Set exercise → Pull out every line in the entries below that contains the string "stone".

─── Stored data ───

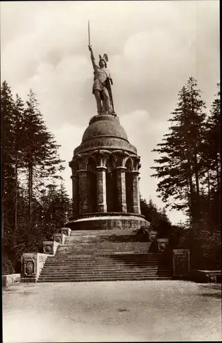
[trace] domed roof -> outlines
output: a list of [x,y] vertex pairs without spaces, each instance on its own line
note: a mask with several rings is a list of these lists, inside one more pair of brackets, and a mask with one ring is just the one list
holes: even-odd
[[127,134],[117,117],[101,115],[93,117],[84,133],[82,142],[101,136],[116,137],[128,141]]

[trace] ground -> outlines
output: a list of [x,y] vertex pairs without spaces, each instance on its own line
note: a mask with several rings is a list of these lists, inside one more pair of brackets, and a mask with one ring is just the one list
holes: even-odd
[[3,342],[221,340],[220,284],[21,284],[3,292]]

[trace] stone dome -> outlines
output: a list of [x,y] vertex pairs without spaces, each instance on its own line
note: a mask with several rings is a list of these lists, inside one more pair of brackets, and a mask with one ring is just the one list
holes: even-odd
[[136,148],[129,142],[118,117],[113,115],[97,115],[90,119],[82,143],[75,149],[73,156],[98,149],[122,150],[137,154]]
[[93,117],[83,134],[82,141],[101,136],[114,137],[128,141],[127,134],[121,126],[119,118],[110,115]]

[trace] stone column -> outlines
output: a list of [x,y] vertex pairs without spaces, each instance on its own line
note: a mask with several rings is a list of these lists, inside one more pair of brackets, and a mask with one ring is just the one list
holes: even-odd
[[134,213],[140,214],[140,191],[138,187],[139,172],[134,170],[131,173],[132,178],[132,210]]
[[79,214],[92,212],[91,195],[88,180],[88,172],[85,169],[78,170]]
[[106,167],[97,167],[97,194],[99,212],[107,212],[106,204]]
[[73,216],[76,217],[78,216],[79,211],[77,206],[77,201],[79,198],[79,190],[78,190],[78,177],[77,174],[75,173],[71,177],[73,182]]
[[125,167],[116,167],[117,182],[117,211],[127,212],[126,194],[125,194]]

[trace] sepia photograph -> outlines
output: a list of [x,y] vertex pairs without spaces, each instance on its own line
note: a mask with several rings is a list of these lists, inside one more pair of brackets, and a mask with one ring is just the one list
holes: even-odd
[[0,8],[3,342],[221,342],[219,0]]

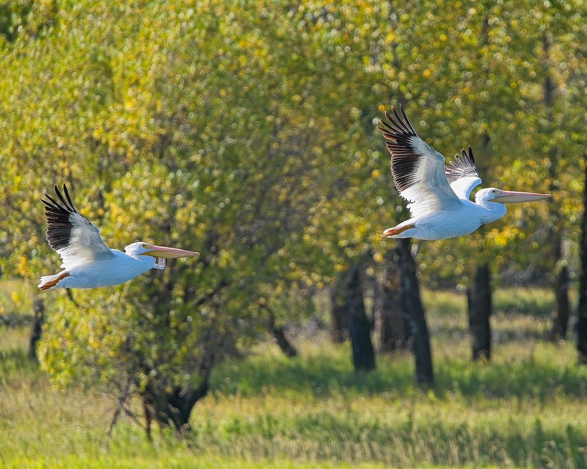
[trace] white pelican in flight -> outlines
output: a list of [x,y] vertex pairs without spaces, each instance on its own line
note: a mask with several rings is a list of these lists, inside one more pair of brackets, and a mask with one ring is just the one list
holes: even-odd
[[[38,287],[48,288],[93,288],[118,285],[151,269],[164,269],[166,259],[195,256],[199,253],[174,247],[133,243],[125,252],[110,249],[102,240],[100,230],[80,215],[63,184],[63,198],[57,186],[61,203],[45,194],[47,241],[61,257],[65,270],[41,278]],[[158,257],[157,262],[155,258]]]
[[444,239],[473,233],[484,223],[505,215],[505,202],[537,200],[550,194],[518,192],[495,188],[481,189],[475,202],[471,191],[481,183],[473,152],[463,149],[450,166],[444,157],[432,149],[414,130],[400,104],[400,115],[393,106],[395,118],[386,112],[389,122],[380,120],[378,127],[392,154],[392,174],[400,195],[410,203],[411,218],[387,228],[382,237],[418,239]]

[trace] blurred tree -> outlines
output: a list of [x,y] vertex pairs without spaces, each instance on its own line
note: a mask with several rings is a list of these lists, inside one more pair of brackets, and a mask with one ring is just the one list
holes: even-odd
[[386,261],[384,269],[375,279],[373,295],[375,335],[380,353],[404,349],[410,338],[399,249],[389,250]]
[[581,268],[579,271],[579,305],[577,308],[577,352],[580,365],[587,365],[587,152],[583,162],[583,218],[579,256]]

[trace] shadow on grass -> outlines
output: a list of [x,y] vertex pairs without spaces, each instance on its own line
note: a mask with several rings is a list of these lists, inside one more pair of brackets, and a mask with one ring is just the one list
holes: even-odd
[[[421,392],[414,383],[413,360],[408,354],[378,357],[377,369],[356,373],[350,356],[311,356],[287,359],[253,356],[219,366],[211,389],[222,394],[251,396],[276,392],[330,394],[383,394],[405,397]],[[473,363],[449,360],[435,364],[437,398],[459,394],[465,397],[513,396],[540,400],[553,396],[587,396],[587,368],[531,358],[509,362]]]

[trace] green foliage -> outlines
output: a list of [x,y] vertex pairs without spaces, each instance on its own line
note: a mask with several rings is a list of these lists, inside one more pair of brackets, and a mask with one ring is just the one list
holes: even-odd
[[[435,330],[433,388],[414,387],[407,355],[380,357],[377,370],[356,375],[348,345],[333,345],[323,332],[300,343],[302,355],[292,359],[265,344],[242,361],[217,367],[210,396],[198,403],[193,431],[184,439],[166,430],[149,442],[127,418],[114,429],[109,449],[104,433],[110,399],[91,390],[52,389],[45,373],[22,369],[11,358],[25,349],[26,334],[0,331],[0,341],[13,341],[14,351],[0,368],[0,431],[5,436],[0,452],[8,455],[2,464],[587,467],[587,430],[577,411],[587,371],[573,359],[572,344],[534,338],[539,315],[528,306],[539,298],[543,308],[542,300],[549,300],[542,292],[498,293],[508,312],[498,313],[496,332],[511,327],[520,333],[496,348],[491,362],[481,364],[468,359],[462,295],[426,293]],[[521,299],[511,301],[514,293]],[[140,417],[139,406],[132,410]]]
[[4,27],[19,32],[0,55],[2,275],[25,280],[29,304],[56,269],[39,199],[62,182],[110,246],[201,253],[76,291],[79,307],[46,294],[44,368],[64,385],[197,385],[207,361],[240,356],[269,314],[309,314],[309,293],[358,259],[378,269],[390,245],[379,233],[405,209],[375,124],[398,101],[447,156],[473,145],[486,183],[556,191],[550,206],[513,209],[483,232],[420,244],[423,278],[462,281],[483,253],[500,272],[531,260],[539,279],[545,226],[576,236],[580,7],[6,4]]

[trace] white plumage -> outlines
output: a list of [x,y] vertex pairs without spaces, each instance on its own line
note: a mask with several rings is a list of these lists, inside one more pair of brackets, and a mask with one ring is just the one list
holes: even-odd
[[[65,185],[65,198],[56,185],[55,189],[60,203],[47,194],[48,200],[42,200],[46,210],[46,238],[60,256],[64,270],[41,277],[41,290],[118,285],[151,269],[165,269],[166,259],[198,254],[145,242],[129,244],[124,253],[110,249],[100,236],[100,230],[77,212]],[[157,262],[156,257],[159,258]]]
[[445,166],[444,157],[431,148],[414,129],[402,105],[394,116],[386,113],[389,121],[381,120],[377,128],[389,141],[392,174],[400,195],[410,202],[411,217],[387,228],[382,236],[436,240],[468,235],[484,223],[498,220],[505,214],[506,202],[529,202],[550,197],[550,194],[482,189],[469,200],[473,189],[481,183],[471,147],[463,149],[462,157]]

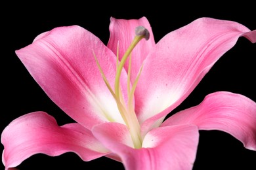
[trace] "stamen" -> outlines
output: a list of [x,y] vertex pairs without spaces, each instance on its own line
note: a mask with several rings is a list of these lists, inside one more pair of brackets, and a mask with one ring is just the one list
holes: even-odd
[[144,36],[146,40],[149,39],[150,33],[148,29],[143,26],[137,27],[135,29],[135,34],[138,36]]
[[139,26],[135,29],[135,34],[136,36],[134,38],[133,42],[131,45],[129,46],[127,50],[123,54],[123,56],[118,65],[117,71],[116,75],[116,81],[115,81],[115,92],[116,95],[118,97],[119,95],[119,90],[118,87],[119,86],[119,80],[121,76],[121,72],[122,69],[125,65],[126,60],[127,60],[128,56],[131,54],[133,48],[136,46],[138,42],[142,40],[143,38],[145,38],[146,40],[148,40],[149,39],[149,32],[148,29],[142,26]]
[[[137,27],[135,29],[136,36],[135,37],[133,42],[131,45],[129,46],[127,51],[123,56],[121,61],[119,61],[119,42],[117,42],[117,54],[116,54],[116,80],[114,84],[114,90],[113,90],[108,82],[108,80],[104,75],[102,68],[100,66],[98,61],[96,57],[95,54],[93,52],[93,55],[95,58],[97,66],[98,69],[100,71],[103,80],[108,87],[108,89],[110,90],[113,97],[116,100],[118,110],[119,113],[125,122],[125,125],[129,130],[131,137],[133,140],[133,145],[135,148],[140,148],[142,146],[142,139],[140,136],[140,125],[139,122],[138,118],[137,117],[134,106],[133,105],[133,99],[134,94],[135,92],[136,86],[137,85],[139,77],[140,76],[142,65],[141,66],[139,73],[137,76],[133,84],[131,86],[131,52],[136,45],[142,39],[146,40],[149,39],[150,34],[149,31],[144,27],[139,26]],[[120,86],[120,78],[121,73],[123,71],[124,65],[127,60],[128,57],[129,60],[129,66],[128,66],[128,73],[127,73],[127,103],[125,102],[125,96],[121,92],[121,86]]]
[[127,75],[127,93],[130,94],[130,84],[131,84],[131,54],[130,54],[129,59],[128,66],[128,75]]

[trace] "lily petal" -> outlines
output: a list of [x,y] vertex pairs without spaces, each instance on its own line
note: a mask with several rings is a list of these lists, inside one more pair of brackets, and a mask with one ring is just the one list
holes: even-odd
[[[133,82],[148,52],[155,46],[156,42],[151,26],[146,17],[139,20],[124,20],[110,18],[109,29],[110,37],[108,47],[117,55],[117,44],[119,44],[119,56],[121,60],[125,51],[130,46],[135,37],[135,28],[144,26],[150,33],[148,41],[142,39],[134,48],[132,52],[132,69],[131,70],[131,80]],[[125,69],[128,71],[129,62],[125,65]]]
[[[112,88],[116,58],[89,31],[77,26],[57,27],[16,53],[48,96],[78,123],[88,129],[105,122],[123,123],[94,53]],[[126,77],[123,71],[121,78]]]
[[198,106],[173,114],[161,126],[177,124],[223,131],[240,141],[245,148],[256,150],[256,103],[240,94],[211,94]]
[[[117,135],[113,131],[117,131]],[[93,133],[121,158],[127,170],[192,169],[199,138],[195,126],[161,127],[145,136],[143,148],[134,149],[123,141],[129,131],[122,124],[98,125],[93,129]]]
[[83,126],[72,123],[59,127],[53,117],[43,112],[27,114],[13,120],[3,131],[1,143],[5,146],[5,169],[38,153],[55,156],[73,152],[84,161],[108,153]]
[[253,42],[256,32],[237,22],[202,18],[161,39],[144,61],[135,91],[135,111],[141,124],[146,120],[142,131],[183,101],[244,35]]

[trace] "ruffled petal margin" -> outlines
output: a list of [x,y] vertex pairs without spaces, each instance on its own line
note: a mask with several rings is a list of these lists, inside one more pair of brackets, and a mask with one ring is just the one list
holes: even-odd
[[256,103],[240,94],[218,92],[198,106],[177,112],[161,126],[194,124],[200,130],[225,131],[256,150]]
[[32,112],[13,120],[3,131],[1,143],[6,170],[38,153],[56,156],[73,152],[84,161],[109,153],[87,129],[77,123],[60,127],[53,116],[43,112]]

───

Solved problem →
[trace] stone dome -> outlines
[trace] stone column -> outlines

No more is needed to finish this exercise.